Repeat exactly every line that comes at or after the line containing "Target: bare shoulder", through the end of the entries below.

[Stored items]
════════════════════
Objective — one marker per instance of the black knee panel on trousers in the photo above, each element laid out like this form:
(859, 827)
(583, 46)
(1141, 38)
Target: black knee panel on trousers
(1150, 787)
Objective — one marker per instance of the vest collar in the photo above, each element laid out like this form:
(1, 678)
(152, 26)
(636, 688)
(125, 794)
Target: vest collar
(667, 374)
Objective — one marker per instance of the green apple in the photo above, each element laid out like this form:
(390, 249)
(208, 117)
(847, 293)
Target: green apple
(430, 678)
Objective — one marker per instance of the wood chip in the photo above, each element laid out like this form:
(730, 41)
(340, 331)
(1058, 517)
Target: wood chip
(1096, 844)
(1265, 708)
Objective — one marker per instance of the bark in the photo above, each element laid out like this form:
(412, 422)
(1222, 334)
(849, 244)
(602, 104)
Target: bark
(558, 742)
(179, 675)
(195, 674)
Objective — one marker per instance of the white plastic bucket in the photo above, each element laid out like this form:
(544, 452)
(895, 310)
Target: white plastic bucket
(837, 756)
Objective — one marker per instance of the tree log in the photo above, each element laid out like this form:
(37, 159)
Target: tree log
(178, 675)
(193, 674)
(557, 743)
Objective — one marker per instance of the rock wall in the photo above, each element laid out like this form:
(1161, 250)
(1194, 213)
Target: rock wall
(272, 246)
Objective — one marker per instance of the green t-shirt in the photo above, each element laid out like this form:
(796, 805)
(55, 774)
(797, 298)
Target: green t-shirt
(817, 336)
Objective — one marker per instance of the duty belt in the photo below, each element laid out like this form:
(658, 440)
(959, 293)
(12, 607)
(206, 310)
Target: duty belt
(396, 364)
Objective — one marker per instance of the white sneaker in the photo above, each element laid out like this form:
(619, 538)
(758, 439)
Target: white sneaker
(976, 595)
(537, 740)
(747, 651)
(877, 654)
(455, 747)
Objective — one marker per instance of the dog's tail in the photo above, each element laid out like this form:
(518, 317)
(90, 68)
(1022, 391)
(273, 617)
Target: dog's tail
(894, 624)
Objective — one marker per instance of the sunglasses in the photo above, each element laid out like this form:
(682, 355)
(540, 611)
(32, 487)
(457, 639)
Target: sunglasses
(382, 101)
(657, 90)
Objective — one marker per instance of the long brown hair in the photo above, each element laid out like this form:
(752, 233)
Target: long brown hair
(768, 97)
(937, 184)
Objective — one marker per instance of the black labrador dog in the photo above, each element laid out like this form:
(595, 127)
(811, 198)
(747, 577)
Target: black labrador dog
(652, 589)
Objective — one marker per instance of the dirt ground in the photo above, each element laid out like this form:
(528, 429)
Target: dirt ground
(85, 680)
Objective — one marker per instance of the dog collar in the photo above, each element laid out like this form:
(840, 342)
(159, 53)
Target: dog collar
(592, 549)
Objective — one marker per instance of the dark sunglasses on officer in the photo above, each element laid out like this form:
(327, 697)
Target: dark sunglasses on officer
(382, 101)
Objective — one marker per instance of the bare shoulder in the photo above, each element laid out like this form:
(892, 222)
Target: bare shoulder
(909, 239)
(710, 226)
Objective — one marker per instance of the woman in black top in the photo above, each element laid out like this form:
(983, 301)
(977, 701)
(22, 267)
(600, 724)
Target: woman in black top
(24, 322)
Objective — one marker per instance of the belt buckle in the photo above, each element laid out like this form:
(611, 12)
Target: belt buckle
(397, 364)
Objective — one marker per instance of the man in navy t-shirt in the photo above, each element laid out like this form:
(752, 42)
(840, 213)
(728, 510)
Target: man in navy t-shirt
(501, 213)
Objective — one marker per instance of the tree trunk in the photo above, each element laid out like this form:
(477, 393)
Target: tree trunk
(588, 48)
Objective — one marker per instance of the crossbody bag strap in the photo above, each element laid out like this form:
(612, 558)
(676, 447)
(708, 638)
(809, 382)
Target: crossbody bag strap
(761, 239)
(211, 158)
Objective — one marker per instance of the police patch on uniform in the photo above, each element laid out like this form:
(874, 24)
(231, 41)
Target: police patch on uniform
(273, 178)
════════════════════
- Solution for this exercise:
Target: bare shoulder
(909, 239)
(710, 226)
Objective — one marker per instance of the woman in black top in the photo above, each element laid out like this form:
(983, 301)
(977, 701)
(22, 267)
(600, 724)
Target: woman in black top
(24, 322)
Objective — one marker per instance of the belt buckle in the photo above, each element laid out like this form:
(611, 12)
Target: belt buckle
(397, 364)
Objective — one marker per instance of the man in navy t-shirt in the photo above, each element laid out like this form:
(752, 42)
(840, 213)
(728, 510)
Target: man in navy t-shirt
(501, 213)
Objective — one marker per instance of the tree trunk in the photo above, each element laid out like this form:
(477, 393)
Target: tree trunk
(588, 48)
Objective — one marker per instance of the crossbody bag strap in the photo above, each element laid out like this form:
(612, 558)
(676, 447)
(708, 638)
(809, 382)
Target: crossbody bag strap
(761, 239)
(211, 158)
Objective — one marker per instance of the police patch on uniform in the photo above, each element laid out like this form:
(874, 24)
(231, 41)
Target: police patch on uniform
(273, 178)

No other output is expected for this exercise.